— BEGIN Entries provided —
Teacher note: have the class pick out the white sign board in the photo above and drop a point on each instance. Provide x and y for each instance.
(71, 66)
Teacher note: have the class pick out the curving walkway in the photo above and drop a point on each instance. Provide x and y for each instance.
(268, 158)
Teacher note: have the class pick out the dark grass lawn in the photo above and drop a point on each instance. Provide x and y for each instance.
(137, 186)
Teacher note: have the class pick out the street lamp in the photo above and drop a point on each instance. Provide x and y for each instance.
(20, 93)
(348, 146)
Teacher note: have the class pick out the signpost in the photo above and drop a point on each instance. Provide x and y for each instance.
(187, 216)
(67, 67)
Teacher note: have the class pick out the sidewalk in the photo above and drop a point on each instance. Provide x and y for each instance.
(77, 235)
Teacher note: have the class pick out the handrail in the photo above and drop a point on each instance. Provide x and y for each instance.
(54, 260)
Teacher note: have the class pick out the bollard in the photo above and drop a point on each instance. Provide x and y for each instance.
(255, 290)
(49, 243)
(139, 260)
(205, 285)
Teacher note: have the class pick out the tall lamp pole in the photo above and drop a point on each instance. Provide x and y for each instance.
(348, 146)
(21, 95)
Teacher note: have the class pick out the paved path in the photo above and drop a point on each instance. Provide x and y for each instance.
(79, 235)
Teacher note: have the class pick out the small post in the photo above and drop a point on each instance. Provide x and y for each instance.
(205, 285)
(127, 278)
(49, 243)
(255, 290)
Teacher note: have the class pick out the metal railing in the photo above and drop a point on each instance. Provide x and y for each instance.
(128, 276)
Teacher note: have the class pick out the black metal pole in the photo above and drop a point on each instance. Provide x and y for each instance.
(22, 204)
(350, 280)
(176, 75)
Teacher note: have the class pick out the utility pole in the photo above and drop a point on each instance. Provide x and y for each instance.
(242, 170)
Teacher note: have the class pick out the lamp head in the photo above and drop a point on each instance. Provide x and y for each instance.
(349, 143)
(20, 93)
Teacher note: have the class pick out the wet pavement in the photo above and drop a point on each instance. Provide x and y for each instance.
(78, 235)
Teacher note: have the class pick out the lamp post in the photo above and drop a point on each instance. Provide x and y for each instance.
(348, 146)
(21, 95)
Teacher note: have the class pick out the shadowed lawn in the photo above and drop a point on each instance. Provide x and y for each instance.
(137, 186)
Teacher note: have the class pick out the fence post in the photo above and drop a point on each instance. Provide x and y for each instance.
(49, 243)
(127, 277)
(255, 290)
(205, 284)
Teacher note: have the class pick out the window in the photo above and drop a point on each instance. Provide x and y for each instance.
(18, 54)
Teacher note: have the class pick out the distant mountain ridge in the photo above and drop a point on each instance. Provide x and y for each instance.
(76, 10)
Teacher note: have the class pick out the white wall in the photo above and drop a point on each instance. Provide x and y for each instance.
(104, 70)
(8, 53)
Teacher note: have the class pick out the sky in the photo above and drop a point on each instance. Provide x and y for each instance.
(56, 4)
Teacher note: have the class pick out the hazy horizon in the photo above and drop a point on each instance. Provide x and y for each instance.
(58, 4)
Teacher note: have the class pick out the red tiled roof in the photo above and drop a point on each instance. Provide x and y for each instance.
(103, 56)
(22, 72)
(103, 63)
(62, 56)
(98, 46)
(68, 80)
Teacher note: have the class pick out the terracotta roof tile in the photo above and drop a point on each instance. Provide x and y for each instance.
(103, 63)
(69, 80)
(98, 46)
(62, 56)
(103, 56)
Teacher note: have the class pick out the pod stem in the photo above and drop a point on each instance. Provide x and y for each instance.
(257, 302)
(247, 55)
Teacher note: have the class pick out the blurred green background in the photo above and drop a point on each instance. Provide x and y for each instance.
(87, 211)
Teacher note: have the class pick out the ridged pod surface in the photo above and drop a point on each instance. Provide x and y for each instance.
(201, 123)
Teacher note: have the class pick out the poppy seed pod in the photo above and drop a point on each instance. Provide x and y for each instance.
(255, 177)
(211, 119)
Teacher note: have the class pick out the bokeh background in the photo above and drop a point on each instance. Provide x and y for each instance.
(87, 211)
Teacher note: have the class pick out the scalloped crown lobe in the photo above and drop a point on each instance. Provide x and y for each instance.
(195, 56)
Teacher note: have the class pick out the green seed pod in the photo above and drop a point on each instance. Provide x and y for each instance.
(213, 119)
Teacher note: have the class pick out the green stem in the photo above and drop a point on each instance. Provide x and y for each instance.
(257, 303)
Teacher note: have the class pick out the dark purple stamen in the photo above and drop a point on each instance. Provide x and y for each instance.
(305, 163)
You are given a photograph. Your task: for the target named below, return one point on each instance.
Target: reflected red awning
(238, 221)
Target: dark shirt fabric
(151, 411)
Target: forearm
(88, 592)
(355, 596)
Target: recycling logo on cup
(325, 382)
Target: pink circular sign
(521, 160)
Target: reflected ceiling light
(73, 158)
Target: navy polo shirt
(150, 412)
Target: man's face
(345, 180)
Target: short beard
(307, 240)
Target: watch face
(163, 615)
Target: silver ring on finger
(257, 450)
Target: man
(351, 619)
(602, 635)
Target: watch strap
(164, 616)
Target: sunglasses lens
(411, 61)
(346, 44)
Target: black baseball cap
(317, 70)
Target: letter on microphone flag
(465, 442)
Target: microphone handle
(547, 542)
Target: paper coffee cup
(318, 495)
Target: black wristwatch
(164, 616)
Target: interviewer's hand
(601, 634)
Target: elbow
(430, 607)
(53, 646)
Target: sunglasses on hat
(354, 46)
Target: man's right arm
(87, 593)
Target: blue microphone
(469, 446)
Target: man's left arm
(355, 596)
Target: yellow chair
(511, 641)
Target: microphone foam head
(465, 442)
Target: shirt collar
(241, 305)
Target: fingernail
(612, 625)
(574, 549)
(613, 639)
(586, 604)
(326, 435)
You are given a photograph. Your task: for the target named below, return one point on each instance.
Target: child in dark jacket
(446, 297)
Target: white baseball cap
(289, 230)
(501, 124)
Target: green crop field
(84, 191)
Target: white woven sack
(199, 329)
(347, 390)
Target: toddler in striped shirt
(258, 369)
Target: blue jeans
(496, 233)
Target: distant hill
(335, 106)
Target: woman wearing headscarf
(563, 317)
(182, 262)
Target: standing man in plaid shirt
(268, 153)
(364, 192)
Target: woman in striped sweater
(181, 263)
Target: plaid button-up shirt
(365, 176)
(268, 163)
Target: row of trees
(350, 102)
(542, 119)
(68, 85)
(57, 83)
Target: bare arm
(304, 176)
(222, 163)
— END Entries provided —
Exercise description: Could you return, word for word, the part of the records that opens with the line containing "Target: black baseball cap" and closes with the last line of the records, both included?

Task answer:
Target: black baseball cap
(317, 70)
Target: letter on microphone flag
(465, 442)
Target: microphone handle
(547, 542)
Target: paper coffee cup
(318, 495)
Target: black wristwatch
(164, 616)
Target: interviewer's hand
(601, 634)
Target: elbow
(430, 607)
(53, 646)
Target: sunglasses on hat
(354, 46)
Target: man's right arm
(87, 593)
Target: blue microphone
(469, 446)
Target: man's left arm
(355, 596)
Target: yellow chair
(511, 641)
Target: microphone foam head
(465, 442)
Target: shirt collar
(241, 305)
Target: fingernail
(612, 625)
(574, 549)
(613, 639)
(586, 604)
(326, 435)
You are given a photograph. Your task: for the target named below, return one point on each instance.
Target: child in dark jacket
(446, 297)
Target: white baseball cap
(289, 230)
(501, 124)
Target: green crop field
(84, 191)
Target: white woven sack
(199, 329)
(347, 390)
Target: toddler in striped shirt
(258, 369)
Target: blue jeans
(496, 233)
Target: distant hill
(335, 106)
Target: woman wearing headscarf
(563, 317)
(182, 262)
Target: standing man in plaid shirt
(268, 153)
(364, 192)
Target: woman in striped sweater
(181, 263)
Target: plaid button-up shirt
(365, 176)
(268, 163)
Target: row of trees
(350, 102)
(542, 119)
(68, 85)
(57, 83)
Target: bare arm
(304, 176)
(222, 163)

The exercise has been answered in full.